- Your goal:
Could you print exactly the lines of the listing below, starting at the line that has "Target: rocky shore" and ending at the line that has "Target: sky", and only those lines?

- Record set:
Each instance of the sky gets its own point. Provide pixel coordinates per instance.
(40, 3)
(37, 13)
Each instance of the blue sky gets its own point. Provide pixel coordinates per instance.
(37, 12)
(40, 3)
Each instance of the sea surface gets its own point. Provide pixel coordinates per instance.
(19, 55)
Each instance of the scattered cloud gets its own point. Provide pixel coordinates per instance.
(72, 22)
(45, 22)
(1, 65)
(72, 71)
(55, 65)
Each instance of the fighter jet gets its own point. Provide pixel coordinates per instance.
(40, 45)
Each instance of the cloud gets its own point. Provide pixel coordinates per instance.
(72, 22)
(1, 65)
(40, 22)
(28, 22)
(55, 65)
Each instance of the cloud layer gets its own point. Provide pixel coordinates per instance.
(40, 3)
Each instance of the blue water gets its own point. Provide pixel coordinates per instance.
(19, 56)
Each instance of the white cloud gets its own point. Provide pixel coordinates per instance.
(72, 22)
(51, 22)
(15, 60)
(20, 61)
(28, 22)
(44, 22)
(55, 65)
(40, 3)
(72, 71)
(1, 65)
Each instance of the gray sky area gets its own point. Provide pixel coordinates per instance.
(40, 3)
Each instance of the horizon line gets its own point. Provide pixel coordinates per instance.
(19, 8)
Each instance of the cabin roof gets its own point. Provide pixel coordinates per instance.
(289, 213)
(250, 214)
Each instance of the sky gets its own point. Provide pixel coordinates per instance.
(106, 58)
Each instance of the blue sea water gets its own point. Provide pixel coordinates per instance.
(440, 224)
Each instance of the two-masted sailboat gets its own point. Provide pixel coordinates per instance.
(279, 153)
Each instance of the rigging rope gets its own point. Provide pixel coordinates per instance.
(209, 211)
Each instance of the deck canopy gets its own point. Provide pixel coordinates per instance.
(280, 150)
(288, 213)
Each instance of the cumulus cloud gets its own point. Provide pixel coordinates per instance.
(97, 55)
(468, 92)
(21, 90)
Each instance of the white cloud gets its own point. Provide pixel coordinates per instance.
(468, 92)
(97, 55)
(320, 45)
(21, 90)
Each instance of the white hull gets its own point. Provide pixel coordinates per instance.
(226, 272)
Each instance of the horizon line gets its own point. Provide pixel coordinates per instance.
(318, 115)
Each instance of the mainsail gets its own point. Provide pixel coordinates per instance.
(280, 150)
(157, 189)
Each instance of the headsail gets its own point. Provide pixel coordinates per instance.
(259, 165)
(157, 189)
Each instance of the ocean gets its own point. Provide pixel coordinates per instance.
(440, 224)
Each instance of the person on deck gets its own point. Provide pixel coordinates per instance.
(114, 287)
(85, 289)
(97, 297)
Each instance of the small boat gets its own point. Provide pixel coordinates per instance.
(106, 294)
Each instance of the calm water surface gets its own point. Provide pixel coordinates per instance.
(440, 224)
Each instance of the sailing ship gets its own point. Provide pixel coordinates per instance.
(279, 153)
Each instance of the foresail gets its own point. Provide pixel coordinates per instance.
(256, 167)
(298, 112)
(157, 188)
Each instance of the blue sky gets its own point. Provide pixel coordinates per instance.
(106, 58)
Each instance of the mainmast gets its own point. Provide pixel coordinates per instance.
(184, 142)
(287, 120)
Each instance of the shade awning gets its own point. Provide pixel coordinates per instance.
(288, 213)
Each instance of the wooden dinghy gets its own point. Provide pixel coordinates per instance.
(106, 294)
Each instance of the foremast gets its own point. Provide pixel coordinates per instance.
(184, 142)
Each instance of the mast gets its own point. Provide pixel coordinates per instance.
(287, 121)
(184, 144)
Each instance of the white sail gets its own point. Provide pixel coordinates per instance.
...
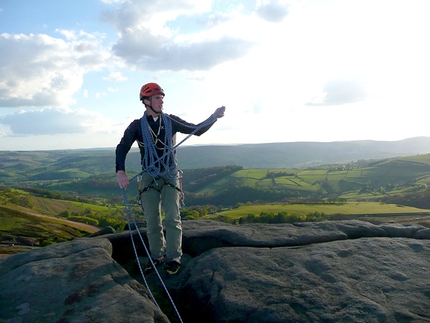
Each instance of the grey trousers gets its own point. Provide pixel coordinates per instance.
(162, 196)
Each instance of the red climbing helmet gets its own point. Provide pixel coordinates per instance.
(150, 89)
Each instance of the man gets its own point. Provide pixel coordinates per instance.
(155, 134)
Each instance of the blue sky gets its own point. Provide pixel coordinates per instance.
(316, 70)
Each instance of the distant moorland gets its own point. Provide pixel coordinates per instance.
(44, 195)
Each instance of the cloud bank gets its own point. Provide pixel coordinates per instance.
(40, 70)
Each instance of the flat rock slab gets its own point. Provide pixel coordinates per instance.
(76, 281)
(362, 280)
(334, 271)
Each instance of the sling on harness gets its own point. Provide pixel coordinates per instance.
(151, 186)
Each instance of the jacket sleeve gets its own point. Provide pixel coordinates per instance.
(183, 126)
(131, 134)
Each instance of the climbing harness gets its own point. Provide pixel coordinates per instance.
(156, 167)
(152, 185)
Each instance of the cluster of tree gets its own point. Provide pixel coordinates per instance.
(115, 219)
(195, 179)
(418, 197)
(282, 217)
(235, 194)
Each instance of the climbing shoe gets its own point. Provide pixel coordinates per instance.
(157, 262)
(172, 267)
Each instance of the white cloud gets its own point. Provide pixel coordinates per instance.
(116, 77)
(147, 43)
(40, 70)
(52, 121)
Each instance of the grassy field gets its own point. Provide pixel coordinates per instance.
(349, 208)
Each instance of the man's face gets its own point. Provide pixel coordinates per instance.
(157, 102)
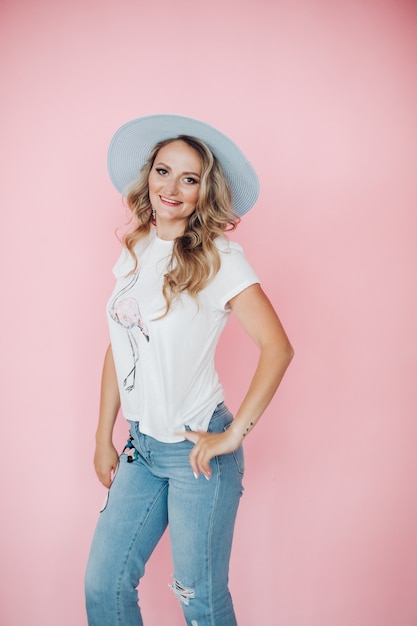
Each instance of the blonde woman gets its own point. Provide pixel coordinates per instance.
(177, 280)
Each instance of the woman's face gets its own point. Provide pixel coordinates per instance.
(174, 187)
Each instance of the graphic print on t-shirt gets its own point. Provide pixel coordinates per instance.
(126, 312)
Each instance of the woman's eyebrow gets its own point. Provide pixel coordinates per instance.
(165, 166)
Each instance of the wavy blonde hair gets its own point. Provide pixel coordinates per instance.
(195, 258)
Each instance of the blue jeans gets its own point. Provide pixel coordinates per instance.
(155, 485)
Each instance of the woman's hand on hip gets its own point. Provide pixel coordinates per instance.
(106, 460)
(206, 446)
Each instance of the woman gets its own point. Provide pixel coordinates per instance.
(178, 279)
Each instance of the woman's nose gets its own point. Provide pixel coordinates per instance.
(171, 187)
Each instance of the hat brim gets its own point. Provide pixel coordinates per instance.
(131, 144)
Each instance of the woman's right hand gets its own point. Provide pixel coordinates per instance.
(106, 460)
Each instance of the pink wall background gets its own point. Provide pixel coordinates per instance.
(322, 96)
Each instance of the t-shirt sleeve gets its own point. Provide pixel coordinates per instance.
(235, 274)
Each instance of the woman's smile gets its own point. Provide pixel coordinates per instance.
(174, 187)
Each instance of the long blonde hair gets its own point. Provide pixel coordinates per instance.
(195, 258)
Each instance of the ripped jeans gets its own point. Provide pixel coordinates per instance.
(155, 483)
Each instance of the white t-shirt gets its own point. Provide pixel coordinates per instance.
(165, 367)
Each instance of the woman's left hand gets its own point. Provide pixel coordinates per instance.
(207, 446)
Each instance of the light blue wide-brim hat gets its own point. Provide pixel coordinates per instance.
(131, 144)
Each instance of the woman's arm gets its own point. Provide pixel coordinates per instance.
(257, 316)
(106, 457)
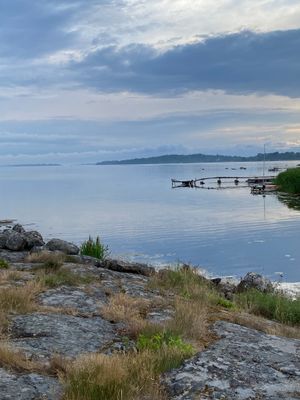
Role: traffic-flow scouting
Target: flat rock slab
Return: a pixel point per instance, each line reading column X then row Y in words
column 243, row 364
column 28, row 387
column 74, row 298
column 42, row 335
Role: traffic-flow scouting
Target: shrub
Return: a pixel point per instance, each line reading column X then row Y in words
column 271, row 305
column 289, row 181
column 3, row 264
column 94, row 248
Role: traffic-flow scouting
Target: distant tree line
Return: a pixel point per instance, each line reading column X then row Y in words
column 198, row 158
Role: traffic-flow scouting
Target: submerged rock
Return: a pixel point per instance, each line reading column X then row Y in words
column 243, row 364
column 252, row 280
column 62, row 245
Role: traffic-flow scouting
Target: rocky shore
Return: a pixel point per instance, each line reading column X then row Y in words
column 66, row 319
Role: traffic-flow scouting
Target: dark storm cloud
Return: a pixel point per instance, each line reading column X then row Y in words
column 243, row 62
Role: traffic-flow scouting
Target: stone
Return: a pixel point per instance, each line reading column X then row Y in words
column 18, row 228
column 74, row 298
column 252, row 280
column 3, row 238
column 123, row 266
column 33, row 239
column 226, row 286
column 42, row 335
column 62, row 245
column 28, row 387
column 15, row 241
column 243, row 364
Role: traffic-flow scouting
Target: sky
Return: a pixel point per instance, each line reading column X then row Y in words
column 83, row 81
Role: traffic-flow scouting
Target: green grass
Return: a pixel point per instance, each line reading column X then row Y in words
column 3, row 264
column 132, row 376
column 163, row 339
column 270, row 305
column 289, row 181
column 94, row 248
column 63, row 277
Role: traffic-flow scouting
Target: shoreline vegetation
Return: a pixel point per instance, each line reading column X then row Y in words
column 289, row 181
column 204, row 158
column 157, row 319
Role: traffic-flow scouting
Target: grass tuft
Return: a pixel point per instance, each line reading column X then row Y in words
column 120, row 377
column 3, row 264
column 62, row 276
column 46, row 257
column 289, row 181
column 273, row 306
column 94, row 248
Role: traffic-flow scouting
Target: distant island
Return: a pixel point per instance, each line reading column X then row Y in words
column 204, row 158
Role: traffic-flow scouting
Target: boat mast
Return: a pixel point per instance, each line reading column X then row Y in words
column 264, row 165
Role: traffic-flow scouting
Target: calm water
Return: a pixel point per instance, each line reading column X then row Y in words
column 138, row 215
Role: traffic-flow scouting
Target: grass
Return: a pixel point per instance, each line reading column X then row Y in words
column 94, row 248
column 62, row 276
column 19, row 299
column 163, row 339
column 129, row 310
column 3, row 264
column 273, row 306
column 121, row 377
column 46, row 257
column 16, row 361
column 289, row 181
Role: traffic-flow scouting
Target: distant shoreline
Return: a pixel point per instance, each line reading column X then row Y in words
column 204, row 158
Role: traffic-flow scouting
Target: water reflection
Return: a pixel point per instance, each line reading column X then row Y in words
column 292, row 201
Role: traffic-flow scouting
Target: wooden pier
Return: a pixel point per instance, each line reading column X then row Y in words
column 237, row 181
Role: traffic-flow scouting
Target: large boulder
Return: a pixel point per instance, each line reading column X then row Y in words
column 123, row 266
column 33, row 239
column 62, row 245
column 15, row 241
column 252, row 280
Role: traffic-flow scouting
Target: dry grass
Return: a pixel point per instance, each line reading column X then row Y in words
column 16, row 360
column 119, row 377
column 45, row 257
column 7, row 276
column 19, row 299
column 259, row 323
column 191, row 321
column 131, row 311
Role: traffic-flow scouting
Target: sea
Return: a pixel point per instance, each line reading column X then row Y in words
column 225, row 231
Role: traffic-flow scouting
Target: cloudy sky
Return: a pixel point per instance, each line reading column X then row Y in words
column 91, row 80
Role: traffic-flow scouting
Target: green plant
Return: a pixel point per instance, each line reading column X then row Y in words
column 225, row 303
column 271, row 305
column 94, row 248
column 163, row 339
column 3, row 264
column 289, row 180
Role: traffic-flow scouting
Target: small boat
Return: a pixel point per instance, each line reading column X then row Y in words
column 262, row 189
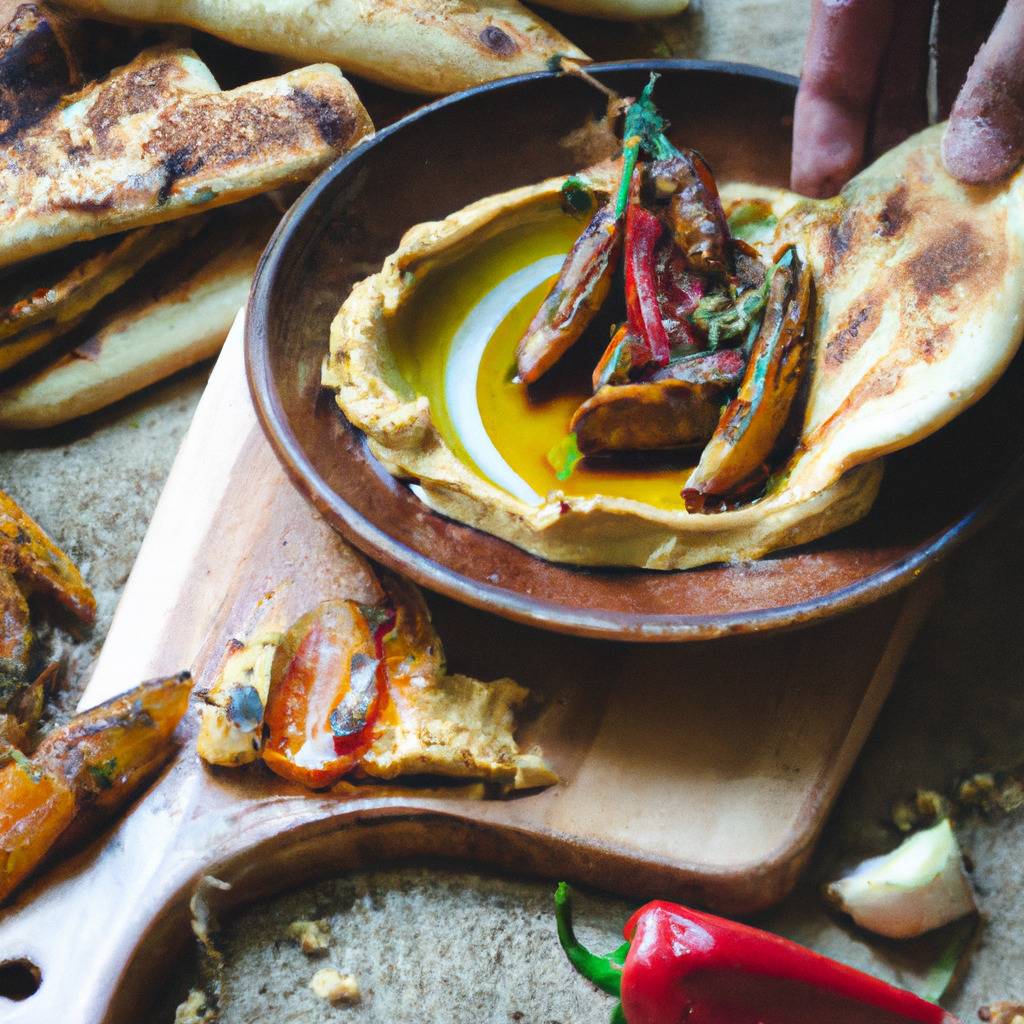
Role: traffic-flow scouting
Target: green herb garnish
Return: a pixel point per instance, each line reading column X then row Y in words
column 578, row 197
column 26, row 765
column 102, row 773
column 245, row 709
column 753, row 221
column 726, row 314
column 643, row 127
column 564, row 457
--
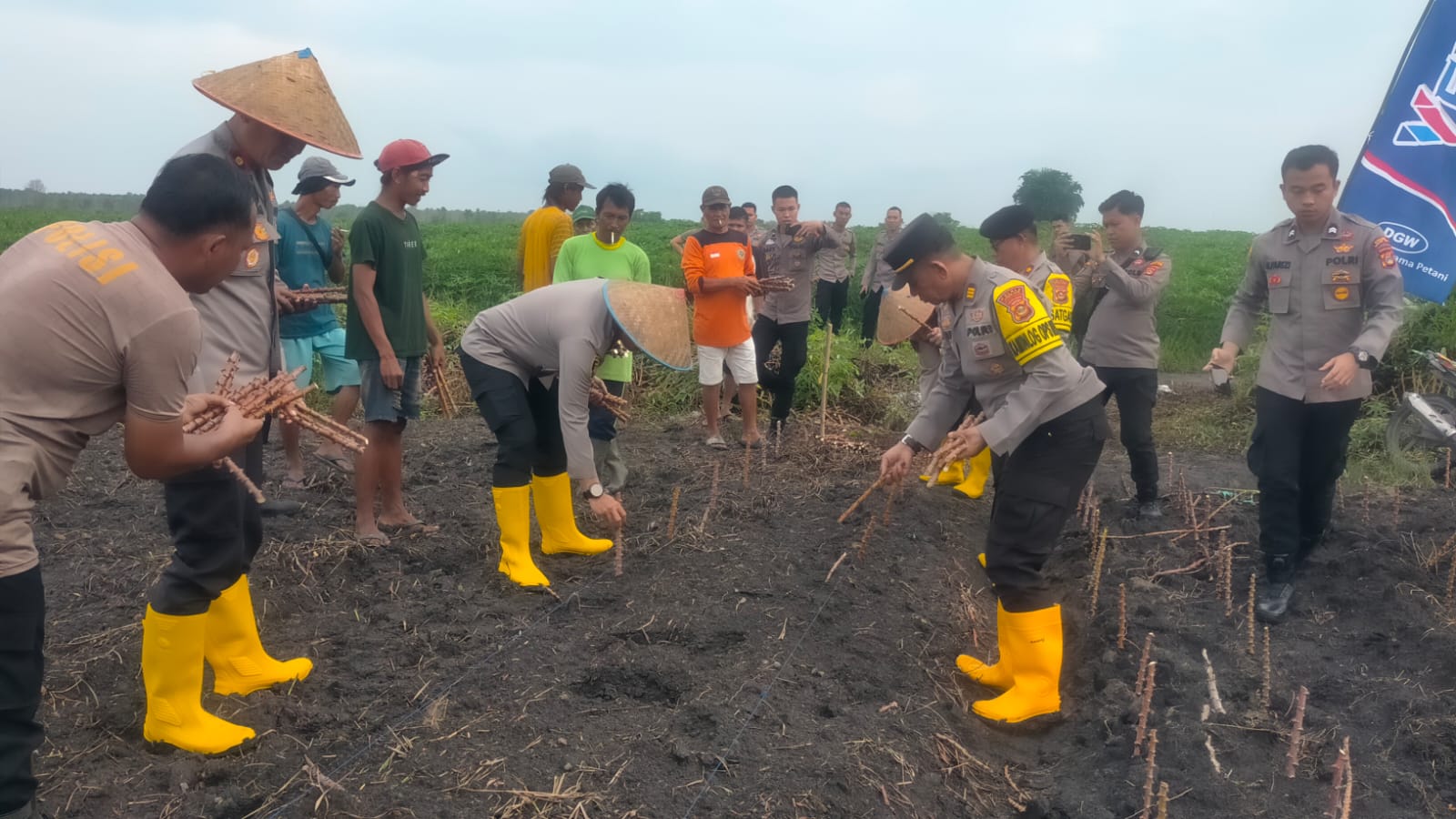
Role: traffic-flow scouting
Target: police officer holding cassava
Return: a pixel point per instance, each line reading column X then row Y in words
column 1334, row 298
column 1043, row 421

- Response area:
Target: rocky shore
Return: a pixel point per instance, each line reading column X then row Y in words
column 66, row 319
Role: traffic-flow scouting
Target: dark storm cloud
Return: a pixel point per instance, each line reading column X then row Y in words
column 243, row 62
Role: traffic-flow scouting
Target: stone
Return: a pixel point per instance, each line reading column X then row Y in words
column 18, row 228
column 74, row 298
column 252, row 280
column 3, row 238
column 123, row 266
column 33, row 239
column 226, row 286
column 42, row 335
column 62, row 245
column 28, row 387
column 15, row 241
column 243, row 364
Role: traffic-flow scouting
Target: sky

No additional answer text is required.